## Teks yang Ditampilkan
* * * * *

Kamis, 26 April 2012

Kapan Saya Akan Menyampaikan Undangan Pernikahan Saya?

Sumber gambar: jomblosampaihalal.com
Sebuah perbincangan relatif lama dengan kepala kantor saya beberapa hari lalu membawa hadir tulisan ini ke tuts keyboard dan akhirnya Anda baca. Perbincangan santai, namun menjadi hal yang tidak biasa karena sebelumnya saya belum pernah bercakap-cakap berdua dengan beliau apalagi tentang hal di luar pekerjaan. Di senja itu, pertama kalinya saya berhadapan dengan beliau sebagai “bapak dan anak”, bukan sebagai atasan dan bawahan.
Singkat cerita, dalam perbualan itu beliau memberikan advice kepada saya untuk segera menikah. Beliau mengisahkan pernikahan beliau sendiri yang baru dikaruniai keturunan setelah sekian tahun. Lalu ada juga contoh teman seangkatan beliau yang hingga kini masih membujang. Ada juga kisah lain seseorang yang menikah di atas usia tiga puluh, lalu ketika pensiun kebingungan dengan biaya kuliah anaknya. Beliau pun menyatakan bahwa pilihannya menikah muda dahulu adalah ingin menggendong anaknya di waktu masih memiliki kemampuan yang cukup untuk menggendongnya. Yah, pada intinya, “Segeralah menikah, Dio.” Demikian pesan Muhammad Faiz, lulusan S3 kelahiran 1970, bapak kami di Kantor Pelayanan Pajak Pratama Lahat.

Kali ini saya tak akan mengutarakan seperti apa jawaban saya senja itu, yang jelas satu lagi pelajaran berharga dalam hidup yang saya dapatkan kala itu. Oh, bukan! Bukan satu, melainkan banyak lagi pelajaran hidup yang saya rekam dalam sanubari.

Setelah senja itu, saya berpikir. Usia saya sudah di tahun ke-22, sebentar lagi tahun ke-23. Dalam pandangan masyarakat umum, memang sudah sewajarnya saya memiliki pasangan. Entah itu seorang kekasih, tunangan, atau bahkan seorang istri. Saya masih melajang, mungkin memang wajar jika saya menjalin hubungan dengan seorang perempuan sebagai kekasih. Dan saya yakin orangtua dan kakak-kakak saya pun tak akan merasa heran jika saya hang-out berduaan dengan seorang kekasih. Tak perlu sembunyi-sembunyi dari mereka layaknya kebanyakan remaja belasan tahun yang menjalin kasih.

* * * * *

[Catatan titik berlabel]
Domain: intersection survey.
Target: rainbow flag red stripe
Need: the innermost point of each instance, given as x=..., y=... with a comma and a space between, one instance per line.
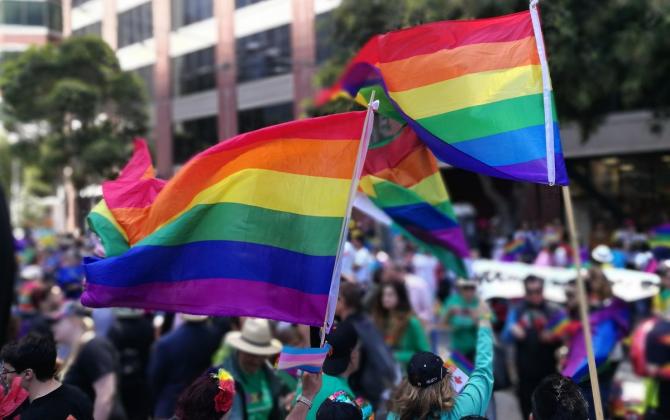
x=471, y=89
x=249, y=227
x=402, y=178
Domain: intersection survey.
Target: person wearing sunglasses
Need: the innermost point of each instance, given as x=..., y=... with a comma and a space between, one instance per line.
x=33, y=360
x=536, y=346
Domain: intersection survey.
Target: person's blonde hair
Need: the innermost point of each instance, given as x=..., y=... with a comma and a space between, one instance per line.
x=410, y=402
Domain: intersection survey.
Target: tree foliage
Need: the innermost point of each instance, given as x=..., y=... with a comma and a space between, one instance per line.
x=604, y=56
x=72, y=105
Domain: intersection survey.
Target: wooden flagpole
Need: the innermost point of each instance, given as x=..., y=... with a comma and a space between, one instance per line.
x=583, y=305
x=358, y=168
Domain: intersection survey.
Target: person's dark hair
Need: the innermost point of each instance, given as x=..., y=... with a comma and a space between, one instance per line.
x=197, y=401
x=392, y=325
x=352, y=295
x=533, y=279
x=34, y=351
x=558, y=398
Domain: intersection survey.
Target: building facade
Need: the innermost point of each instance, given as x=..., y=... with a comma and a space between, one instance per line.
x=213, y=68
x=28, y=22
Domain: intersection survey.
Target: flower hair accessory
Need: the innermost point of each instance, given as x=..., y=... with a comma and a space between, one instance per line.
x=223, y=401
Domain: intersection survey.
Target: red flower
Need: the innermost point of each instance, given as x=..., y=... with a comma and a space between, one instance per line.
x=223, y=401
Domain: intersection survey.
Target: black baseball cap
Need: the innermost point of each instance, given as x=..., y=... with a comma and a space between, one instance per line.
x=342, y=339
x=425, y=369
x=339, y=406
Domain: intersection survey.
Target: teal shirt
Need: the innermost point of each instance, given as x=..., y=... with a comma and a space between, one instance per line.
x=330, y=385
x=475, y=396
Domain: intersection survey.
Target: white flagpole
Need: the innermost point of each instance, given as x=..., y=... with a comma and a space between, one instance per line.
x=358, y=168
x=546, y=94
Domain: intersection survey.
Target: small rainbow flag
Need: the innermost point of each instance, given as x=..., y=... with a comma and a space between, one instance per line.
x=472, y=90
x=558, y=324
x=249, y=227
x=460, y=369
x=400, y=176
x=306, y=359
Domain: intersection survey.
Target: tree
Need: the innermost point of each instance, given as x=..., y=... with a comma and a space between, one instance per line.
x=604, y=56
x=72, y=106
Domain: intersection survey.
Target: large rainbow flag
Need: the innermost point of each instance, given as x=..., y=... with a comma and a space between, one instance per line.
x=249, y=227
x=473, y=90
x=401, y=177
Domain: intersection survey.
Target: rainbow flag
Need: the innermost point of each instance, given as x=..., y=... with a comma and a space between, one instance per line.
x=472, y=90
x=400, y=176
x=249, y=227
x=306, y=359
x=608, y=325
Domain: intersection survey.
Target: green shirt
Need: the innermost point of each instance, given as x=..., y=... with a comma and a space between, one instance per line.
x=330, y=385
x=412, y=341
x=258, y=395
x=462, y=326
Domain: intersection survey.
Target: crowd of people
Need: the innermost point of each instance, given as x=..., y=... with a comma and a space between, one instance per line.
x=388, y=350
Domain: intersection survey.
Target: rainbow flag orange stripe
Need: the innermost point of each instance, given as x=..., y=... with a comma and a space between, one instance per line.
x=249, y=227
x=472, y=90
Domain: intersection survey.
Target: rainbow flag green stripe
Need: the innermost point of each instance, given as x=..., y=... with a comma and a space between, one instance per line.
x=311, y=235
x=487, y=120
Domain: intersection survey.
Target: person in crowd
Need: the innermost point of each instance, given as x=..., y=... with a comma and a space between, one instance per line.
x=377, y=371
x=460, y=315
x=132, y=335
x=92, y=364
x=209, y=397
x=363, y=260
x=341, y=362
x=661, y=302
x=177, y=359
x=657, y=352
x=558, y=398
x=427, y=392
x=33, y=360
x=393, y=315
x=535, y=345
x=259, y=390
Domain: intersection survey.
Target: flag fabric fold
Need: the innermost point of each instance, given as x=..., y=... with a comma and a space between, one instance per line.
x=249, y=227
x=472, y=90
x=401, y=177
x=306, y=359
x=608, y=326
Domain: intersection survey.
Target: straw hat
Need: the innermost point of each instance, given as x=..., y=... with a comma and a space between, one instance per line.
x=602, y=254
x=255, y=338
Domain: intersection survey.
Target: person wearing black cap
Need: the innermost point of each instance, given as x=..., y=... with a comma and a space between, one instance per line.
x=427, y=391
x=342, y=361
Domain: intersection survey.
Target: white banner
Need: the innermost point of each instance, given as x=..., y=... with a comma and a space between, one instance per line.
x=505, y=280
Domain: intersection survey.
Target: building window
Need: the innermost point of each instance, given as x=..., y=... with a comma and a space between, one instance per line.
x=135, y=25
x=325, y=29
x=186, y=12
x=32, y=13
x=194, y=136
x=92, y=29
x=146, y=73
x=194, y=72
x=253, y=119
x=264, y=54
x=243, y=3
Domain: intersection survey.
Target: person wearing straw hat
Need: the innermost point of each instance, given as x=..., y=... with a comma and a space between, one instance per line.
x=258, y=388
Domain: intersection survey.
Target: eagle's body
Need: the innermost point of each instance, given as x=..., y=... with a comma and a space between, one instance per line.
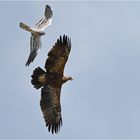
x=37, y=32
x=51, y=82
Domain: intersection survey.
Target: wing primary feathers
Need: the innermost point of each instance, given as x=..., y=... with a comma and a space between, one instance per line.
x=50, y=106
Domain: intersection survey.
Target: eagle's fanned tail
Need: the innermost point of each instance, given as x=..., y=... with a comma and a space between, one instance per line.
x=38, y=78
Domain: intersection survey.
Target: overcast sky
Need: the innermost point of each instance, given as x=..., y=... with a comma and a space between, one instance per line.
x=103, y=101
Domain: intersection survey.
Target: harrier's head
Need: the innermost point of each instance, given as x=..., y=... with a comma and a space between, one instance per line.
x=65, y=79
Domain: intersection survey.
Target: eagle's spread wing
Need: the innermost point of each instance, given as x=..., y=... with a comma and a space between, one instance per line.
x=35, y=45
x=58, y=55
x=46, y=20
x=50, y=106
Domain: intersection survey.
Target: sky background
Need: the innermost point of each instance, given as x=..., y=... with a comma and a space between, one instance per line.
x=103, y=101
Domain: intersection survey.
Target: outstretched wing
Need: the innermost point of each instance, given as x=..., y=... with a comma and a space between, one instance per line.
x=51, y=109
x=58, y=55
x=35, y=45
x=46, y=20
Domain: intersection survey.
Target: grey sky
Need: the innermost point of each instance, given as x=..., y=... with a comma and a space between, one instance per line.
x=103, y=100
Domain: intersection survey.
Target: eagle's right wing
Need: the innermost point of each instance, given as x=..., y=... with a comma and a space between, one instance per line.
x=35, y=45
x=58, y=55
x=50, y=106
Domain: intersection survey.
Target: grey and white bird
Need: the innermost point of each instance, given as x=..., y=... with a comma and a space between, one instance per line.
x=37, y=32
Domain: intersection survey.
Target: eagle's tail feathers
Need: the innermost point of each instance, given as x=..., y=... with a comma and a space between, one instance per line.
x=25, y=27
x=38, y=78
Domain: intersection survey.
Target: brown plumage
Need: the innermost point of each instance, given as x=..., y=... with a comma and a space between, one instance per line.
x=51, y=80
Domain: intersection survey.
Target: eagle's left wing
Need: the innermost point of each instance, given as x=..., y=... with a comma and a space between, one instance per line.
x=50, y=106
x=35, y=45
x=46, y=20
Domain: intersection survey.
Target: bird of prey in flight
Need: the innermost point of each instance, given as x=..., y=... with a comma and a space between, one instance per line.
x=51, y=81
x=37, y=32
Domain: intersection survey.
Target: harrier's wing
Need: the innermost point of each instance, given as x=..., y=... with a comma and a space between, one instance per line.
x=50, y=106
x=35, y=45
x=58, y=55
x=46, y=20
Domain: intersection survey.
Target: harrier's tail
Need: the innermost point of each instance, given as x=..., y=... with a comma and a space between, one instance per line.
x=25, y=27
x=38, y=78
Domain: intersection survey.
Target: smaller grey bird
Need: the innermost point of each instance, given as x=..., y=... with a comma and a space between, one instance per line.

* * * * *

## Yang Perlu Dilakukan
Tolong tuliskan kembali bagian tulisan tentang undangan pernikahan tanpa mengubah satu kata pun, mulai dari "Singkat cerita, dalam" dan berakhir pada "Pajak Pratama Lahat.".

## Jawaban di Bawah
Singkat cerita, dalam perbualan itu beliau memberikan advice kepada saya untuk segera menikah. Beliau mengisahkan pernikahan beliau sendiri yang baru dikaruniai keturunan setelah sekian tahun. Lalu ada juga contoh teman seangkatan beliau yang hingga kini masih membujang. Ada juga kisah lain seseorang yang menikah di atas usia tiga puluh, lalu ketika pensiun kebingungan dengan biaya kuliah anaknya. Beliau pun menyatakan bahwa pilihannya menikah muda dahulu adalah ingin menggendong anaknya di waktu masih memiliki kemampuan yang cukup untuk menggendongnya. Yah, pada intinya, “Segeralah menikah, Dio.” Demikian pesan Muhammad Faiz, lulusan S3 kelahiran 1970, bapak kami di Kantor Pelayanan Pajak Pratama Lahat.